SUPPLIED INFORMATION:

========

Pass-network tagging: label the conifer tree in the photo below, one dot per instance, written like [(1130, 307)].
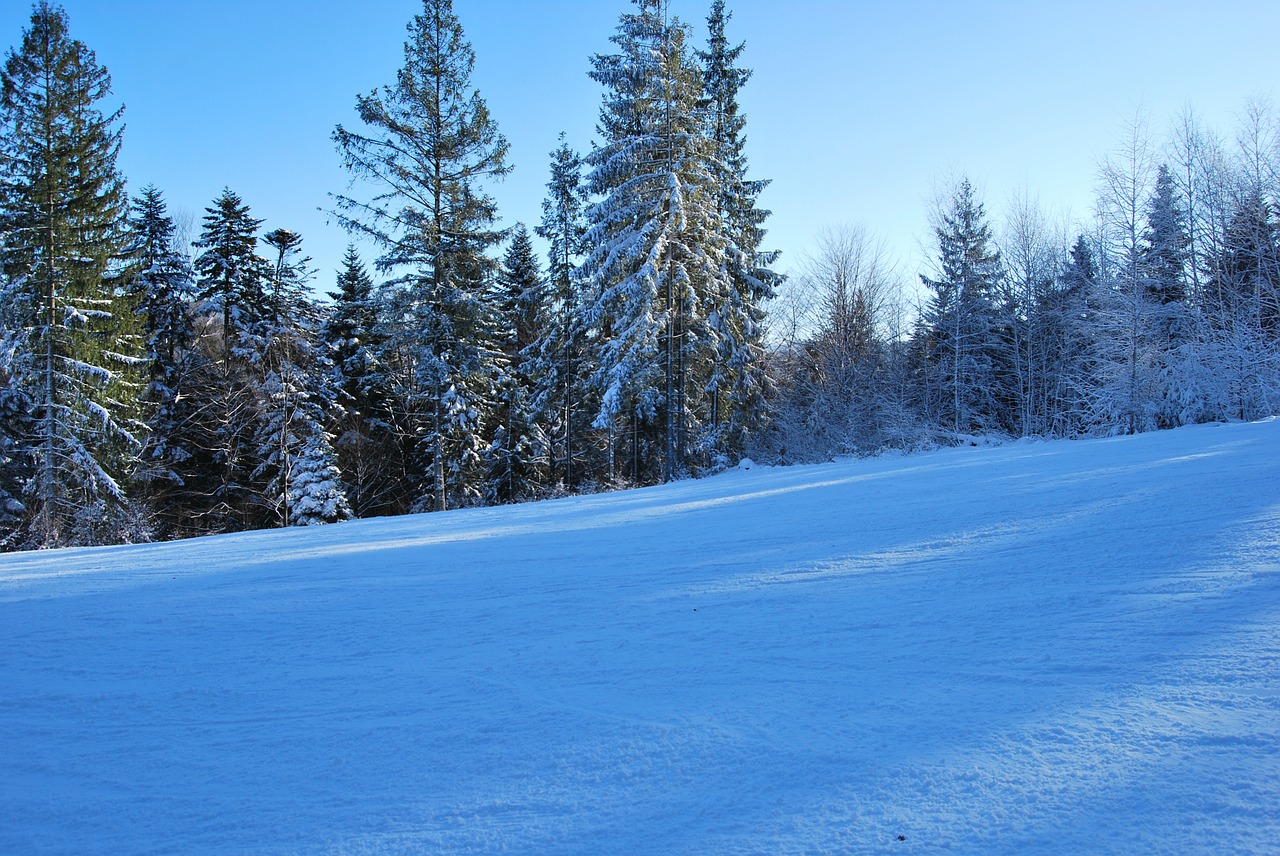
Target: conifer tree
[(737, 374), (560, 355), (517, 457), (658, 250), (296, 465), (231, 271), (63, 219), (369, 453), (426, 145), (231, 307), (959, 319), (163, 289)]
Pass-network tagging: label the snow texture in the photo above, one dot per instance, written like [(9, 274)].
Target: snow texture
[(1047, 648)]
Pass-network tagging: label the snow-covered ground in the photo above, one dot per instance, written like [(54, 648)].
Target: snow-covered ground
[(1045, 648)]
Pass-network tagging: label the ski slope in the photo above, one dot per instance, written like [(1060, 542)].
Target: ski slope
[(1041, 648)]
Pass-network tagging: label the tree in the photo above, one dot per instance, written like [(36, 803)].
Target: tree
[(560, 351), (1127, 358), (63, 219), (832, 385), (517, 457), (737, 372), (296, 466), (657, 246), (958, 325), (161, 291), (428, 143), (231, 306), (369, 452), (231, 271)]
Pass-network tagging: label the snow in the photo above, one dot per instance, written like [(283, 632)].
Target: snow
[(1046, 648)]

========

EXERCISE:
Reproduce all of the records above word for word, leaving out the picture.

ANSWER FOR THIS EXERCISE:
Pass-network tagging: label the conifer tree in the photo below, one dot per instance, written like [(1130, 307)].
Target: conifer tree
[(737, 374), (560, 355), (517, 457), (658, 250), (296, 465), (231, 271), (63, 219), (369, 453), (426, 145), (231, 307), (959, 319), (163, 289)]
Pass-network tagging: label the snow texture in the photo above, one dot per instance, written like [(9, 274)].
Target: snow texture
[(1047, 648)]
Pass-network tagging: label the snow-covered ground in the photo above, one dot per instance, written like [(54, 648)].
Target: snow-covered ground
[(1045, 648)]
Pass-network tagging: label the ski slope in the photo above, one dot per instance, written like [(1060, 542)].
Target: ski slope
[(1041, 648)]
Pass-network tagging: label the tree in the photo above, one dot per instance, written like [(36, 803)].
Target: tree
[(560, 351), (1127, 358), (63, 219), (832, 385), (517, 457), (737, 372), (296, 466), (657, 246), (958, 325), (161, 291), (428, 143), (231, 306), (369, 452), (231, 271)]
Pass-network tagging: label the snow in the photo above, one dot per instance, written like [(283, 632)].
Target: snow
[(1046, 648)]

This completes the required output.